DIRECTIONS:
(a) Do these statements agree with the performance schema passage? (i) Collected data is filtered by Objects, Actors and Threads before it reaches consumers. (ii) Instruments cannot be switched off. (iii) The query for tables ending in "_instances" returned five rows. Answer yes or no for each, quoting the words of the passage that decide it.
(b) Go on with the performance schema passage, starting right after its last line.

TEXT PASSAGE:

Data is collected from objects using instruments. Instruments can be turned on and off. Their collected data is then filtered by Objects, Actors and Threads, and finally dropped into consumers. Many consumers are aggregates, some collect information specific to one query execution.

For each of these things there is a setup_... table that controls how event data is collected by the instrumentation, filtered and the consumed in result tables. In parallel, object identities are collected in ..._instances tables, which are needed to resolve object identities.

mysql [localhost:8025] {msandbox} (performance_schema) > show tables like "setup_%";
+----------------------------------------+
| Tables_in_performance_schema (setup_%) |
+----------------------------------------+
| setup_actors                           |
| setup_consumers                        |
| setup_instruments                      |
| setup_objects                          |
| setup_threads                          |
+----------------------------------------+
5 rows in set (0.00 sec)

mysql [localhost:8025] {msandbox} (performance_schema) > show tables like "%_instances";
+--------------------------------------------+
| Tables_in_performance_schema (%_instances) |
+--------------------------------------------+
| cond_instances                             |
| file_instances                             |
| mutex_instances                            |
| prepared_statements_instances              |
| rwlock_instances                           |
| socket_instances                           |
+--------------------------------------------+
6 rows in set (0.00 sec)

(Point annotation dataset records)

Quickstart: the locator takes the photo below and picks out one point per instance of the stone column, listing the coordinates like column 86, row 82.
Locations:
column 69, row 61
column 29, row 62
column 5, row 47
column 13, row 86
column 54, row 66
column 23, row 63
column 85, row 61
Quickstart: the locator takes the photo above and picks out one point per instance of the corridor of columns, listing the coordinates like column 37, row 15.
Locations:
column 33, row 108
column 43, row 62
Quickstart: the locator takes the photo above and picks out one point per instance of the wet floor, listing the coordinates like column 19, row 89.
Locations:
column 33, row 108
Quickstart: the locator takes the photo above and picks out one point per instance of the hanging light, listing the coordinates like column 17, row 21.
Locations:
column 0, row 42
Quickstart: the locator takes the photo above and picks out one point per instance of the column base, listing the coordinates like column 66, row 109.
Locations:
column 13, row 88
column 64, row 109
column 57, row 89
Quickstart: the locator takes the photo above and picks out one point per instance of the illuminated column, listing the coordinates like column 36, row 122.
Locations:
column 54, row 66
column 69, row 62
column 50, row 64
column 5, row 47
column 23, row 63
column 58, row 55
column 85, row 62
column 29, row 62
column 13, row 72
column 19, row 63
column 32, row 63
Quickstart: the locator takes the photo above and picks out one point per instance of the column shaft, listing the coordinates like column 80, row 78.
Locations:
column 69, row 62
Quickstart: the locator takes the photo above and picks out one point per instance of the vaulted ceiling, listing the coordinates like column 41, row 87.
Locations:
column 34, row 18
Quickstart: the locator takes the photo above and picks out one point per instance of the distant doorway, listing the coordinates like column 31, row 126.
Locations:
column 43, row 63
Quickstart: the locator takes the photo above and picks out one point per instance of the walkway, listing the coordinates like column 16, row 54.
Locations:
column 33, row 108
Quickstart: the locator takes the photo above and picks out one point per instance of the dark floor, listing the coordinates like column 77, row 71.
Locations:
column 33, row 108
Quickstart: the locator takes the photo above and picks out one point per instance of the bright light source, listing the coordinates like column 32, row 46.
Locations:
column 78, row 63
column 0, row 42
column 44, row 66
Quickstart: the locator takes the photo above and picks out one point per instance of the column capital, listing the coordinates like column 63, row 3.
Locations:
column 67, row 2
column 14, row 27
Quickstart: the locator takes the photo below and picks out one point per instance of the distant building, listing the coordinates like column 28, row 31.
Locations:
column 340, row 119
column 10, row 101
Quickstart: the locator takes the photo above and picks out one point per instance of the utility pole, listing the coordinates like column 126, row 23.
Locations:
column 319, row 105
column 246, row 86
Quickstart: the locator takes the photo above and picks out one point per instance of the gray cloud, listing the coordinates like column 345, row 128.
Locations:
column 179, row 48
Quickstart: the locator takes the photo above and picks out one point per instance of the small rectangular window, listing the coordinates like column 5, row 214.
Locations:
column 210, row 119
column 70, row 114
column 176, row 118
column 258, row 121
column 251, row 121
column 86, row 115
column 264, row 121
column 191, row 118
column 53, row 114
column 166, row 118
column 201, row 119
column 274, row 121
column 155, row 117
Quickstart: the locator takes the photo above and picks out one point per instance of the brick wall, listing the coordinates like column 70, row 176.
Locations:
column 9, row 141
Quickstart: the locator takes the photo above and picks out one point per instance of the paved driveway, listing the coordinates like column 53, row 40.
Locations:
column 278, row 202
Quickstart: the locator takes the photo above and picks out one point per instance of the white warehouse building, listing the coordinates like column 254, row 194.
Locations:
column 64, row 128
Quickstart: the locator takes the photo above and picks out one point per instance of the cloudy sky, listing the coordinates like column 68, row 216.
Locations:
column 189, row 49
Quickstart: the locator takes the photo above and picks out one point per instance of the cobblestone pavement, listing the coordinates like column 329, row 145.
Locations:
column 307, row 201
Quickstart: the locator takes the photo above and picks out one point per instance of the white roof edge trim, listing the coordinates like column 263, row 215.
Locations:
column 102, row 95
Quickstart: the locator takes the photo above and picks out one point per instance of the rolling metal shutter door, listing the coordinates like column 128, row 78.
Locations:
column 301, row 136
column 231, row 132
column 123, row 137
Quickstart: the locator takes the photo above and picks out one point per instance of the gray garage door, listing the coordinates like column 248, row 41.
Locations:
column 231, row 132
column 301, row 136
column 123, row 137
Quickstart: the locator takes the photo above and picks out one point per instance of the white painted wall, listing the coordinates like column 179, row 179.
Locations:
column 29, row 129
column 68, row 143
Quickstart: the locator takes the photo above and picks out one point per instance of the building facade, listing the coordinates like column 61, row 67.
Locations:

EXERCISE ANSWERS:
(a)
(i) Yes: "Their collected data is then filtered by Objects, Actors and Threads, and finally dropped into consumers."
(ii) No: "Instruments can be turned on and off."
(iii) No: "6 rows in set (0.00 sec)"

(b)
mysql [localhost:8025] {msandbox} (performance_schema) > select * from socket_instances;
+----------------------------------------+-----------------------+-----------+-----------+-----------+-------+--------+
| EVENT_NAME                             | OBJECT_INSTANCE_BEGIN | THREAD_ID | SOCKET_ID | IP        | PORT  | STATE  |
+----------------------------------------+-----------------------+-----------+-----------+-----------+-------+--------+
| wait/io/socket/mysqlx/tcpip_socket     |             106328376 |        44 |        21 | ::        | 18025 | ACTIVE |
| wait/io/socket/mysqlx/unix_socket      |             106328688 |        44 |        22 |           |     0 | ACTIVE |
| wait/io/socket/sql/server_tcpip_socket |             106329000 |         1 |        26 | 127.0.0.1 |  8025 | ACTIVE |
| wait/io/socket/sql/server_unix_socket  |             106329312 |         1 |        28 |           |     0 | ACTIVE |
| wait/io/socket/sql/client_connection   |             106330560 |        50 |        41 |           |     0 | ACTIVE |
+----------------------------------------+-----------------------+-----------+-----------+-----------+-------+--------+
5 rows in set (0.00 sec)

Current, History and History Long Tables vs. Summaries

P_S collects data in a lot of summary table, which should not interest us that much here. Our task is to look at the performance data of a single, individual query to better understand what happened when it ran.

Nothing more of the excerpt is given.